EXCERPT TO READ:

____

With obvious notation, consider a cut-off function \(\chi \in C_0^{\infty } (U_{2 \epsilon })\), \(\chi = 1\) on \(U_{\epsilon }\), and put, for \(x \in \tilde{U}_{2 \epsilon }\),

$$\begin{aligned} \tilde{\theta }_x := i {\partial }\overline{\partial }(\chi (\pi _O (x)) log || x ||^2), \end{aligned}$$

where \(i {\partial }\overline{\partial }( log || x ||^2)\) is just the pull-back of the Fubini–Study (1, 1)-form on \(\mathbb {P}_{n-1}\) under the map \(j: \tilde{U}_{2 \epsilon } \rightarrow \mathbb {P}_{n-1}\) which is the identity on \(\mathbb {P}_{n-1}\) and maps every \(x \in \tilde{U}_{2 \epsilon } - \mathbb {P}_{n-1}\) to the line \([x] \in \mathbb {P}_{n-1}\) that passes through x (see [18], p. 186).

____

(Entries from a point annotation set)
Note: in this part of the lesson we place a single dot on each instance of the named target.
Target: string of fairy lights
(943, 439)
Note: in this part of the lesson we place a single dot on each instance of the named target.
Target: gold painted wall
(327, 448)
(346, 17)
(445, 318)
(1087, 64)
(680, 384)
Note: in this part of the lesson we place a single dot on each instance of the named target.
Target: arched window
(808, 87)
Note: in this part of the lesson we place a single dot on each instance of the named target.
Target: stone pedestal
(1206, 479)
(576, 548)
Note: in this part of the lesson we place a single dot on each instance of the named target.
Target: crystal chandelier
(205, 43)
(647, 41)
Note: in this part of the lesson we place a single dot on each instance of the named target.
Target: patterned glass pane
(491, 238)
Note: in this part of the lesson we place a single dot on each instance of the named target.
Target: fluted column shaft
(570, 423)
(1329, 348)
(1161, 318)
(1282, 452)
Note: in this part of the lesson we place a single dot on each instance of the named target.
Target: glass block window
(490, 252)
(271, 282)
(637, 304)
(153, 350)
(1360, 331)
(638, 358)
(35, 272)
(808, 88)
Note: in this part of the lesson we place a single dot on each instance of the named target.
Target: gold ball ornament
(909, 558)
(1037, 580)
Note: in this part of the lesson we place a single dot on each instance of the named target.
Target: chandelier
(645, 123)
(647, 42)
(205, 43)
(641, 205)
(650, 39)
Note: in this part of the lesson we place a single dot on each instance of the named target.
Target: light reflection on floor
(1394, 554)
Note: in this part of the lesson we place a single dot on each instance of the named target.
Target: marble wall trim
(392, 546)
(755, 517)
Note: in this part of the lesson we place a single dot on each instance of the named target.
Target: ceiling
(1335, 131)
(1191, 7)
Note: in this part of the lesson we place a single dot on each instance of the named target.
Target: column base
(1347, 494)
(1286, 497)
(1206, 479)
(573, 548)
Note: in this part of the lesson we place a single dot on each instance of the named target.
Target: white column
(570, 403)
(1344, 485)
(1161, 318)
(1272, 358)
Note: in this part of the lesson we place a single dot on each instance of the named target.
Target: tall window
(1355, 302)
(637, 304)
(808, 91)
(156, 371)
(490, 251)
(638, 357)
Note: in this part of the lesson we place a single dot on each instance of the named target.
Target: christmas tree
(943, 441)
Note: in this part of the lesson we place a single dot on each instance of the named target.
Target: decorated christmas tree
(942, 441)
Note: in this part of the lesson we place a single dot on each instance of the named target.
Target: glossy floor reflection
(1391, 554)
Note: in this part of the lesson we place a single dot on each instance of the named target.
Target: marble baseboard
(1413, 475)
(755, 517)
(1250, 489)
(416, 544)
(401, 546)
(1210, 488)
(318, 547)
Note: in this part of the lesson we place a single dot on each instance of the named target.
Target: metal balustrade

____

TASK LIST:
- A) Reproduce the passage on the Fubini–Study form, starting with "With obvious notation, consider" and going on through "x (see [18], p. 186).".
- B) List each line of the records that contains the word "floor".
The passage on the Fubini–Study form and the records were taken from unrelated sources.

RESULTS OF THE TASKS:
- A)
With obvious notation, consider a cut-off function \(\chi \in C_0^{\infty } (U_{2 \epsilon })\), \(\chi = 1\) on \(U_{\epsilon }\), and put, for \(x \in \tilde{U}_{2 \epsilon }\),

$$\begin{aligned} \tilde{\theta }_x := i {\partial }\overline{\partial }(\chi (\pi _O (x)) log || x ||^2), \end{aligned}$$

where \(i {\partial }\overline{\partial }( log || x ||^2)\) is just the pull-back of the Fubini–Study (1, 1)-form on \(\mathbb {P}_{n-1}\) under the map \(j: \tilde{U}_{2 \epsilon } \rightarrow \mathbb {P}_{n-1}\) which is the identity on \(\mathbb {P}_{n-1}\) and maps every \(x \in \tilde{U}_{2 \epsilon } - \mathbb {P}_{n-1}\) to the line \([x] \in \mathbb {P}_{n-1}\) that passes through x (see [18], p. 186).

- B)
Target: light reflection on floor
Target: glossy floor reflection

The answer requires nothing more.